**Письменное задание 1**
Объясните по тексту о сборнике «Невидимые нити», почему автор сразу понял, что Ираида Легкая и Ираида Ванделлос — один и тот же человек. Ответ уложите в одно–три предложения.
**Письменное задание 2**
Продолжите текст о сборнике «Невидимые нити», начав сразу после его последнего предложения.

**Исходный текст**
== == ==

Игорь Михалевич-Каплан

.Нехожеными путями. И. Легкая. Невидимые нити. Московский запах весны А.А. Пушкин. Уходя по-английски

НЕХОЖЕНЫМИ ПУТЯМИ

 

Ираида Легкая. «Невидимые нити». Поэтический сборник. Москва, Посев, 2015.

 

«Невидимые нити» – третий поэтический сборник поэтессы Ираиды Легкой, изданный в Москве в издательстве «Посев» (2015). Поэтесса принадлежит к второму поколению «первой волны» эмигрантов. Имя это хорошо известно в поэтических кругах Русского Зарубежья. У Ираиды Легкой яркая литературная биография. Работала журналистом на радиостанции «Голос Америки» (корреспондентом в Калифорнии и Нью-Йорке). Ее интервью с рядом русских больших поэтов, живущих на Западе, таких как Иосиф Бродский, Нина Берберова, Иван Елагин, Игорь Чиннов и многих других, были истинным откровением для слушателей по другую сторону океана – тогда еще в СССР. Она много переводила американских поэтов, мало известных для слушателей и читателей Советской России.

Сам я помню, как в 60-70-е годы прошлого века просиживал около радиоприемника и слушал сквозь глушилки «вражеские голоса». Я знал по именам почти всех комментаторов, новостных корреспондентов, журналистов в различных программах. Среди них был особенный, мягкий, грудной голос: «Говорит Голос Америки из Вашингтона. У микрофона Ираида Ванделлос…» Через много лет, уже живя в Америке, я как-то был приглашен в дом поэтессы Ираиды Легкой. Она меня приняла радушно. Но я был взволнован её голосом – уж очень знакомый. Я ей об этом сказал. Она рассмеялась и призналась, что это происходит с ней не впервые. Она произнесла: «Говорит Голос Америки…» Я сразу понял, что очаровательная Ираида Легкая и Ираида Ванделлос (в первом замужестве Ванделлос) – одно и то же лицо.

== == ==

**Блок данных**
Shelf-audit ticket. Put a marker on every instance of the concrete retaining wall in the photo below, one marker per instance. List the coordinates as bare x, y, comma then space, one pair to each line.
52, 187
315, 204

== == ==

**Ответ к заданию 1**
Голос Ираиды Легкой показался автору очень знакомым. Когда он сказал ей об этом, она рассмеялась и произнесла «Говорит Голос Америки…», то есть фразу, которую он когда-то слышал по радио от Ираиды Ванделлос. Ванделлос — фамилия поэтессы в первом замужестве.

**Ответ к заданию 2**
Ее первый сборник стихотворений «Попутный ветер» вышел в Вашингтоне (издательство Виктора Камкина) в 1968 году. Поэзия Ираиды Легкой была принята читателями и критиками благожелательно, я бы даже не побоялся сказать восторженно. Вот один из отзывов: «Главное – в очень своеобразном поэтическом дыхании этих стихов, в этом свежем ветре, который озорно и радостно веет сквозь всю книгу. Именно «Попутный ветер» – основной образ, центральная метафора лучших стихов Ираиды Легкой. Она поэт ветра... Этот свободный ветер сдувает со стихов налет обыденности, разрывает привычную последовательность строк и образов и делает эти стихи своеобразными и самостоятельными», – это слова Семена Карлинского (1924-2009) – американского профессора-слависта, литературоведа, историка и популяризатора русской литературы, заведующего кафедры Славянских языков и литературы Калифорнийского университета Беркли.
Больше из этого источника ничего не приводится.